• Provided entries:
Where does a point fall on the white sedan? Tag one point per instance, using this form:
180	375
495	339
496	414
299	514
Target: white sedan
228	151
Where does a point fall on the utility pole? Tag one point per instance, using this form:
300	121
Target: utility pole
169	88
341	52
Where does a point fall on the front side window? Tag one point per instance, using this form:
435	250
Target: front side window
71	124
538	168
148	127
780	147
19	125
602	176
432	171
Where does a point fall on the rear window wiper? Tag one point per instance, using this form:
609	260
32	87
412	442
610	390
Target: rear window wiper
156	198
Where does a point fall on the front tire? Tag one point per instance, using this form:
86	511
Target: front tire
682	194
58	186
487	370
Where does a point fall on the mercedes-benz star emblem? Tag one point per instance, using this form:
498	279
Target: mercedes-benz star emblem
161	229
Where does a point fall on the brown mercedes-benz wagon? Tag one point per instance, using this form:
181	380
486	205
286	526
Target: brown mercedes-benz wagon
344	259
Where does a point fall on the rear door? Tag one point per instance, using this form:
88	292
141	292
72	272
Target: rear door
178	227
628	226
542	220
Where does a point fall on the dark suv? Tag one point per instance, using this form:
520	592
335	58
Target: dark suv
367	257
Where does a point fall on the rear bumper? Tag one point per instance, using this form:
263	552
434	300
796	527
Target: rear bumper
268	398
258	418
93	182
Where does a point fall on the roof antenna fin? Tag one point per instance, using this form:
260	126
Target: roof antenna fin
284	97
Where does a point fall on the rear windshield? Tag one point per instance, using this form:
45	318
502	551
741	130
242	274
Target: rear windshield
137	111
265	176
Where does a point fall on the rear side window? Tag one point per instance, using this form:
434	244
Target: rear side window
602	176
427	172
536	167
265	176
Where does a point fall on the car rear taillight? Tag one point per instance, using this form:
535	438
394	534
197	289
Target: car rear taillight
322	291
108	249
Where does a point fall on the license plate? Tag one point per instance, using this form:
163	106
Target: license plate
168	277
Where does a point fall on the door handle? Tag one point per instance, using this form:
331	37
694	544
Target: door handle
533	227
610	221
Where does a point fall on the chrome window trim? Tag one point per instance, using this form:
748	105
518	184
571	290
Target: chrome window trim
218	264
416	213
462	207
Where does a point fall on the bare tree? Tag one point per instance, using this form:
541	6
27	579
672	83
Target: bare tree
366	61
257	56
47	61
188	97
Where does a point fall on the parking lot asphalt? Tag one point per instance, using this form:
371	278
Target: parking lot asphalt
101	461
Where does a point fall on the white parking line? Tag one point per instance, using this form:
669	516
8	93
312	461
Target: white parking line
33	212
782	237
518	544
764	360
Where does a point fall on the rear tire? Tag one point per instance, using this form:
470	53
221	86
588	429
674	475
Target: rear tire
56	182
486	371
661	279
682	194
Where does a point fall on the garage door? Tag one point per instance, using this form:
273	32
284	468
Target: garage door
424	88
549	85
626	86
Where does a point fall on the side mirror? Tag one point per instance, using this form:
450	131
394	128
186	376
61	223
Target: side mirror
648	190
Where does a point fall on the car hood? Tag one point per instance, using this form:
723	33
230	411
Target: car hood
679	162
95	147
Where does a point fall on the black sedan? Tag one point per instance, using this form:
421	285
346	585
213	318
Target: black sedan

• Your objective:
Print the records once more, exactly as they were given.

• Response to this task:
Where does a point fall on the white sedan? Tag one point per instance, using this form:
180	375
495	339
496	414
299	514
Target: white sedan
228	151
Where does a point fall on the utility pole? Tag one point per instance, using this form:
300	121
Target: utility pole
169	88
341	52
Where does a point fall on the front side window? Tag one point per instance, using this form:
435	250
Target: front side window
71	124
538	168
148	127
780	147
19	125
602	176
432	171
Where does a point fall on the rear window wiper? Tag one point per instance, using this form:
609	260
32	87
412	442
610	390
Target: rear window wiper
156	198
Where does a point fall on the front tire? Tag one point per instance, using this form:
86	511
Target: front tire
682	194
58	186
487	370
Where does a point fall on the mercedes-benz star emblem? Tag one point per instance, using this form:
498	279
Target: mercedes-benz star emblem
161	229
Where does a point fall on the brown mercedes-benz wagon? Tag one point per instance, using this form:
181	380
486	205
286	526
Target: brown mercedes-benz wagon
344	259
Where does a point fall on the rear door? Tag one point per instance, using this form:
88	292
141	292
72	272
Target: rear door
178	227
628	226
542	220
Where does a point fall on the dark suv? Tag one point per instance, using this form:
520	592
335	58
Target: dark suv
367	257
Where does a point fall on the rear bumper? Tag one point per instance, using this form:
263	552
434	300
796	527
Target: rear bumper
268	398
258	418
93	182
Where does a point fall on the roof antenna fin? Tag one point per instance, using this form:
260	126
Target: roof antenna fin
284	97
Where does a point fall on the rear windshield? Tag one point per instance, using this form:
45	318
502	551
741	130
242	274
Target: rear windshield
137	111
265	176
Where does a point fall on the rear side window? Tag one point per instance, using this form:
434	244
Target: rear side window
602	176
427	172
536	167
265	176
Where does a point fall on the car rear taillight? Tag one point per instance, using this form:
535	438
394	534
197	289
Target: car rear taillight
322	291
108	249
Where does a point fall on the license plate? Tag one point per instance, using this form:
163	106
Target: license plate
168	277
Where does a point fall on the door handle? Tag one point per instance, using this form:
331	37
694	544
Target: door handle
533	227
610	221
Where does a point fall on the chrome window trim? Tag one point per instance, using this form:
748	105
518	184
571	290
Target: chrome window trim
218	264
416	213
462	207
Where does a point fall on the bare tree? Tag one point per instance, using this form:
541	6
27	579
672	83
Target: bare tree
366	61
257	56
47	61
188	97
Where does a point fall on the parking lot asphalt? Tag one point per instance, using this form:
371	278
Target: parking lot asphalt
101	461
Where does a point fall on the white parking line? Tag one point per instance, using this form:
669	516
8	93
312	461
Target: white parking line
33	212
782	237
518	544
764	360
Where does a point fall on the rear tire? Tag one point per instance, using this form:
470	53
221	86
588	429
674	475
Target: rear tire
56	182
486	371
661	279
682	194
Where does a point fall on the garage door? Tag one point per instance, using this form:
273	32
284	468
Target: garage door
424	88
549	85
626	86
Where does a point fall on the side mirror? Tag one point per instance, using this form:
450	131
394	128
186	376
61	223
Target: side mirror
648	190
Where does a point fall on the car hood? Tag one point per instance, using this form:
723	33
230	411
Target: car hood
679	162
95	147
Where does a point fall on the black sedan? Tag one point per instance, using this form:
421	285
346	585
213	318
Target: black sedan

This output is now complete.